* [REQUIREMENT]
Copy out the lines below word for word, without changing anything.

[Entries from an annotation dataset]
◆ ◆ ◆ ◆ ◆ ◆ ◆
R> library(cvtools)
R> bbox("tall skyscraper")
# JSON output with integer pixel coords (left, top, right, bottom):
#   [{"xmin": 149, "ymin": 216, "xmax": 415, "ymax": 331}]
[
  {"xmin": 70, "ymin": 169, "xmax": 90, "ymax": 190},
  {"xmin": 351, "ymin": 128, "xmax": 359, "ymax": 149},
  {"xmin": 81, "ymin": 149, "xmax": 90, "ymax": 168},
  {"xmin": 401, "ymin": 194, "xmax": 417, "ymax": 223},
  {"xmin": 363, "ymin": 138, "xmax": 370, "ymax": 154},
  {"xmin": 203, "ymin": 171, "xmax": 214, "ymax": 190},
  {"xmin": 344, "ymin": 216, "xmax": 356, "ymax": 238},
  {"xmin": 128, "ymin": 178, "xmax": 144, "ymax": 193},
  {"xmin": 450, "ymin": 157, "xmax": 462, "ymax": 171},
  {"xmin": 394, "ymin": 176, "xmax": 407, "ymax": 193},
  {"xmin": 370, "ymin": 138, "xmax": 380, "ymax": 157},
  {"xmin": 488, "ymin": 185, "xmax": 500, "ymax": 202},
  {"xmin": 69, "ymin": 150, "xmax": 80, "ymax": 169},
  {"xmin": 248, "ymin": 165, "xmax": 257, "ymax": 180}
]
◆ ◆ ◆ ◆ ◆ ◆ ◆
* [WRITTEN RESPONSE]
R> library(cvtools)
R> bbox("tall skyscraper")
# JSON output with integer pixel coords (left, top, right, bottom):
#   [{"xmin": 149, "ymin": 216, "xmax": 415, "ymax": 331}]
[
  {"xmin": 70, "ymin": 169, "xmax": 90, "ymax": 190},
  {"xmin": 351, "ymin": 128, "xmax": 359, "ymax": 149},
  {"xmin": 81, "ymin": 149, "xmax": 90, "ymax": 168},
  {"xmin": 401, "ymin": 194, "xmax": 417, "ymax": 223},
  {"xmin": 363, "ymin": 138, "xmax": 370, "ymax": 154},
  {"xmin": 203, "ymin": 171, "xmax": 214, "ymax": 190},
  {"xmin": 344, "ymin": 216, "xmax": 356, "ymax": 238},
  {"xmin": 128, "ymin": 178, "xmax": 144, "ymax": 193},
  {"xmin": 450, "ymin": 157, "xmax": 462, "ymax": 171},
  {"xmin": 394, "ymin": 176, "xmax": 407, "ymax": 193},
  {"xmin": 370, "ymin": 138, "xmax": 380, "ymax": 157},
  {"xmin": 488, "ymin": 185, "xmax": 500, "ymax": 202},
  {"xmin": 69, "ymin": 150, "xmax": 80, "ymax": 169},
  {"xmin": 248, "ymin": 165, "xmax": 257, "ymax": 180}
]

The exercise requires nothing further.